Begin at the first line of the records below and, please, give each line again exactly until the line with "- **Object to find**: the red decking plank" is included.
┌──
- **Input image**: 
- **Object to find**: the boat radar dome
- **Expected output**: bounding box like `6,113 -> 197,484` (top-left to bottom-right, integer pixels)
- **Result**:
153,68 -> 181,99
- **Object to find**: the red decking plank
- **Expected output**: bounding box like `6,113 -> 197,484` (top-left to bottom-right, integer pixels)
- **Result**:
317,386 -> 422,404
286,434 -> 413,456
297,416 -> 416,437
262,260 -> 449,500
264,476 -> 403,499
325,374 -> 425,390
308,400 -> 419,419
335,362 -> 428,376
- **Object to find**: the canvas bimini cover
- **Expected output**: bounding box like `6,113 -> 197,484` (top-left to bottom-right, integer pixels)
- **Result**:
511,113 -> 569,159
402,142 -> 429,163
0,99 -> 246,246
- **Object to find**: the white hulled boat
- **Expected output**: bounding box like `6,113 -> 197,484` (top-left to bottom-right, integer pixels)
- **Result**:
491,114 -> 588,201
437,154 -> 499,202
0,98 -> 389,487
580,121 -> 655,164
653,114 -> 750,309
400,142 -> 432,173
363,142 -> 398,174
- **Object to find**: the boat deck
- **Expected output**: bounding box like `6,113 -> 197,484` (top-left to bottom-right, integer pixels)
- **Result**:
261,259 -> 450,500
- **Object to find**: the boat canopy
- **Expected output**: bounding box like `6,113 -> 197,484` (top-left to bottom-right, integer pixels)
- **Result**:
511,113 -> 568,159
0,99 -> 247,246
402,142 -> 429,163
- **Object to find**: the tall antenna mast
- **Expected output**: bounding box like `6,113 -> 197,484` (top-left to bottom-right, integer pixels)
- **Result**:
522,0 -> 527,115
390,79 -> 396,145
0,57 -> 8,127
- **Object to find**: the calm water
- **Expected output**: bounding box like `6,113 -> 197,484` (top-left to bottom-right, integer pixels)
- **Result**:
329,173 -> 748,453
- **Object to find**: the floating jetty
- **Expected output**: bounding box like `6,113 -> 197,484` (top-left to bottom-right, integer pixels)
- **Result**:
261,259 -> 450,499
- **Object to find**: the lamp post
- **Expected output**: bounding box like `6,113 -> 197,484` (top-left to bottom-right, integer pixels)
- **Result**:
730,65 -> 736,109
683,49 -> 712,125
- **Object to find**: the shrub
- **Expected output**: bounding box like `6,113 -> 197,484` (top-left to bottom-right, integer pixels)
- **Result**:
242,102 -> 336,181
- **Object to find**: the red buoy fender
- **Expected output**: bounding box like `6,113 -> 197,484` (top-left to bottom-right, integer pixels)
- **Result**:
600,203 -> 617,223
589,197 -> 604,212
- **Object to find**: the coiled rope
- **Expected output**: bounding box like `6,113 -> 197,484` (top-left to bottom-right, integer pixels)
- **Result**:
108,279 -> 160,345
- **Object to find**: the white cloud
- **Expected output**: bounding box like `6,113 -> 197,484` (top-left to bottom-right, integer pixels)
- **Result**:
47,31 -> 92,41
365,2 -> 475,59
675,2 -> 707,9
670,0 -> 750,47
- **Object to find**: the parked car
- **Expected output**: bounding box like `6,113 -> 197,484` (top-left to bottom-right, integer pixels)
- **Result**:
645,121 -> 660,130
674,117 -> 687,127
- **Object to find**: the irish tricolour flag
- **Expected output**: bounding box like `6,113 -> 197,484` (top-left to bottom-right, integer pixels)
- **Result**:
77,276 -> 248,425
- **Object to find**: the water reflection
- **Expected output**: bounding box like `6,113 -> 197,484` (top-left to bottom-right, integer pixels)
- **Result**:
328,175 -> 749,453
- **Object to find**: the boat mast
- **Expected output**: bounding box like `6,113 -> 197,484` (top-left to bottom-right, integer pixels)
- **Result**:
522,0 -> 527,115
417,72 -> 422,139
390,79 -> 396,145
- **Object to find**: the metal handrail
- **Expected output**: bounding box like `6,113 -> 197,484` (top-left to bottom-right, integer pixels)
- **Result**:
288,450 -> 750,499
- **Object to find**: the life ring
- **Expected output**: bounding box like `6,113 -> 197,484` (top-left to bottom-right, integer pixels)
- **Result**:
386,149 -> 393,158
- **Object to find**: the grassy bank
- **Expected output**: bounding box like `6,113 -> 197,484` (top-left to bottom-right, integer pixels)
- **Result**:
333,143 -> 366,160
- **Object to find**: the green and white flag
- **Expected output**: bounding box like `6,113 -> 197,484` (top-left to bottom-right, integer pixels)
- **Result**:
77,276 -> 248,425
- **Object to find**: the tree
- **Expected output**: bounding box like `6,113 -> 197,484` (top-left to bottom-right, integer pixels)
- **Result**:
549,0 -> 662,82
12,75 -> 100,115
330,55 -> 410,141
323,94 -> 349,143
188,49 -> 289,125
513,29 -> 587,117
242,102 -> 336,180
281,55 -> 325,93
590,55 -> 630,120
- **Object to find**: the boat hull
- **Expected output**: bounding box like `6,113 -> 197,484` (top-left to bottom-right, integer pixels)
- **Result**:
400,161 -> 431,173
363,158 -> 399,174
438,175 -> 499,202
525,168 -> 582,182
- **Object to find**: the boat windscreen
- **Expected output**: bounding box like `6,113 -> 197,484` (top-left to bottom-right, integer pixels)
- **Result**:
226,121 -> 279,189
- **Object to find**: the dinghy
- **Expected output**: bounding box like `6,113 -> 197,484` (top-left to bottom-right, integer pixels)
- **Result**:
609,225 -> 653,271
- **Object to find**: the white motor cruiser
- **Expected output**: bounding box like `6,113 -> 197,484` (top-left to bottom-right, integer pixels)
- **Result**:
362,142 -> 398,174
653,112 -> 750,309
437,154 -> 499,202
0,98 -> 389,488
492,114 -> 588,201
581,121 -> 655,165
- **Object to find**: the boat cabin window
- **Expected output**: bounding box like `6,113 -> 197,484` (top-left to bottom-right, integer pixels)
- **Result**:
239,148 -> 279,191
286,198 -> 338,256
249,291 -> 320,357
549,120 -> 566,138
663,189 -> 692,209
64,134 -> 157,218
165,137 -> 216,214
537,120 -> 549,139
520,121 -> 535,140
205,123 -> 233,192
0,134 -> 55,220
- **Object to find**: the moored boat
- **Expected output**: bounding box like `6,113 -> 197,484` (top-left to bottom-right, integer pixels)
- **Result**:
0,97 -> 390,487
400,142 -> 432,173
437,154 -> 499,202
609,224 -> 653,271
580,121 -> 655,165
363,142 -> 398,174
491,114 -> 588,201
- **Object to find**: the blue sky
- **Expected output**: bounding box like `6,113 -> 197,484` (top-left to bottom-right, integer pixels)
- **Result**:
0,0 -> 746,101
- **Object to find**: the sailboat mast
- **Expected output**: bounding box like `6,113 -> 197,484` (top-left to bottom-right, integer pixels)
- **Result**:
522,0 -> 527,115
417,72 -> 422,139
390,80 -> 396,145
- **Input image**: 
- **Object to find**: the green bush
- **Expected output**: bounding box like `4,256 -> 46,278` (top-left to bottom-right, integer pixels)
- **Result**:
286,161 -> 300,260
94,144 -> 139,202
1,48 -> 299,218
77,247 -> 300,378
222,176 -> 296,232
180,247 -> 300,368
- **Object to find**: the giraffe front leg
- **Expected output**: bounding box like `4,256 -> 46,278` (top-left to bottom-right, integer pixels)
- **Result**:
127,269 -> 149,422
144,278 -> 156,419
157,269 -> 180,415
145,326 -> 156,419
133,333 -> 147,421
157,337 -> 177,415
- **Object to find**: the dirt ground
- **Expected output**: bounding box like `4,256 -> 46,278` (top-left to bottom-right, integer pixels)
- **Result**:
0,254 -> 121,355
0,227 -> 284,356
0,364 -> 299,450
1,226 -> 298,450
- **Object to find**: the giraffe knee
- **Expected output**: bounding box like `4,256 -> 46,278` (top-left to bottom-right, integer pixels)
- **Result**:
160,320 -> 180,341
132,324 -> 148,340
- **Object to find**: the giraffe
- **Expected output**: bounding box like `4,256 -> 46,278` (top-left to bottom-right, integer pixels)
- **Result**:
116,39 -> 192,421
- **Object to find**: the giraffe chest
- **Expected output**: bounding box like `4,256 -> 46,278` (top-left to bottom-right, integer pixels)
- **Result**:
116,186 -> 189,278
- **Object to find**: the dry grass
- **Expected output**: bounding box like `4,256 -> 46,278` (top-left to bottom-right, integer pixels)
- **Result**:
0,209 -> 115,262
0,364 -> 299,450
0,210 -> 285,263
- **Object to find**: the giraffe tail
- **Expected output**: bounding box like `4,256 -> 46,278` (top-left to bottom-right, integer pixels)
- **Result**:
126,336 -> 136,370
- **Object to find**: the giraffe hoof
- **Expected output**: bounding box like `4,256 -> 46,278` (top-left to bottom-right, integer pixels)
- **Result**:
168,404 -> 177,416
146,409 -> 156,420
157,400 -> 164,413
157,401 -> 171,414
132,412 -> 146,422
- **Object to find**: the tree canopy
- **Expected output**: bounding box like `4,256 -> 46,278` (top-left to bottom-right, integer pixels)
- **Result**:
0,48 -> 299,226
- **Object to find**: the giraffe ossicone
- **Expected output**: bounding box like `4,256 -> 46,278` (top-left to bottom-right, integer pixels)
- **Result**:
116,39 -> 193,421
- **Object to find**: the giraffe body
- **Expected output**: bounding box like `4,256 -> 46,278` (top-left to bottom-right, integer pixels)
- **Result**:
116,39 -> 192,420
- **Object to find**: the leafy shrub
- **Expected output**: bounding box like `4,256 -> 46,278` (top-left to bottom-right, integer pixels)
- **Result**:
└──
* **Answer space**:
- **Input image**: 
- **Object to find**: the boat radar dome
- **Expected output**: bounding box like `6,113 -> 197,484` (top-left to bottom-right, integer pixels)
- **Result**:
153,68 -> 181,99
- **Object to find**: the red decking plank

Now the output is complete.